* [INSTRUCTIONS FOR THE TASK]: Starting with the line that contains "Would you be able to indicate the bare" and continuing through the end of the data, arrange those lines as a JSON list of strings, one string per line, with blank lines omitted.

--------------------

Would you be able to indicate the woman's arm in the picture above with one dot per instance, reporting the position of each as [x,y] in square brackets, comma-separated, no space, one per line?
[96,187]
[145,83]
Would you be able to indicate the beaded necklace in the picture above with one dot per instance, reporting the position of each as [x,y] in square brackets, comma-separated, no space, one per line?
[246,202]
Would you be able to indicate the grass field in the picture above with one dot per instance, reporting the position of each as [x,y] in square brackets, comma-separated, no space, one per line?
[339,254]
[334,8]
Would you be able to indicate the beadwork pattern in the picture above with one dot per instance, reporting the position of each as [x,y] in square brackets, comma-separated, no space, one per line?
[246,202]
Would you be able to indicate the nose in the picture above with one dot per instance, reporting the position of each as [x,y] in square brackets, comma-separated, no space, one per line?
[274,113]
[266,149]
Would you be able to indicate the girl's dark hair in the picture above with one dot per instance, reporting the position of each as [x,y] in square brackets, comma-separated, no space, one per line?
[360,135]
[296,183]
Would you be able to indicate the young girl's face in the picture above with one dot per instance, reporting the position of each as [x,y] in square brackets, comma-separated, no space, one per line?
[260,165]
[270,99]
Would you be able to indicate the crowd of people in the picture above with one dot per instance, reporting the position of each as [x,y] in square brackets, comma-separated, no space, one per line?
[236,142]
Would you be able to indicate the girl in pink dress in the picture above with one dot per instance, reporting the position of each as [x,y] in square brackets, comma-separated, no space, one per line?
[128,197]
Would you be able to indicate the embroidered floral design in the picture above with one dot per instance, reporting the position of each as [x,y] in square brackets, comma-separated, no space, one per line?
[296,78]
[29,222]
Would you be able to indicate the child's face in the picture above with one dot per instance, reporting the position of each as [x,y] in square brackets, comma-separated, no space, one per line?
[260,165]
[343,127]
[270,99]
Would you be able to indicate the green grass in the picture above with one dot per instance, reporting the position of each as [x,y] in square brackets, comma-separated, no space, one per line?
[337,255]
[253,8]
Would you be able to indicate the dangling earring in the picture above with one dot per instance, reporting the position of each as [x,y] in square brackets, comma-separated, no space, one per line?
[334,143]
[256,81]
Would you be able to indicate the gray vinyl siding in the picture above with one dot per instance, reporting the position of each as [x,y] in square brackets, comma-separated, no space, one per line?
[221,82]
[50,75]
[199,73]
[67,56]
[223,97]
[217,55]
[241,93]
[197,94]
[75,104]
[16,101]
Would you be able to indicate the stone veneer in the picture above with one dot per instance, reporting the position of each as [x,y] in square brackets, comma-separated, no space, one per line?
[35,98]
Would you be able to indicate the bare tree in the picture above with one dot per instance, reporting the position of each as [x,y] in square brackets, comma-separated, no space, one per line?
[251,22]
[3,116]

--------------------

* [ANSWER FOR THIS EXERCISE]:
[
  "Would you be able to indicate the bare tree in the picture above with one dot per instance, reporting the position of each as [x,y] in square brackets, comma-separated, no space, one per line?",
  "[251,22]",
  "[3,116]"
]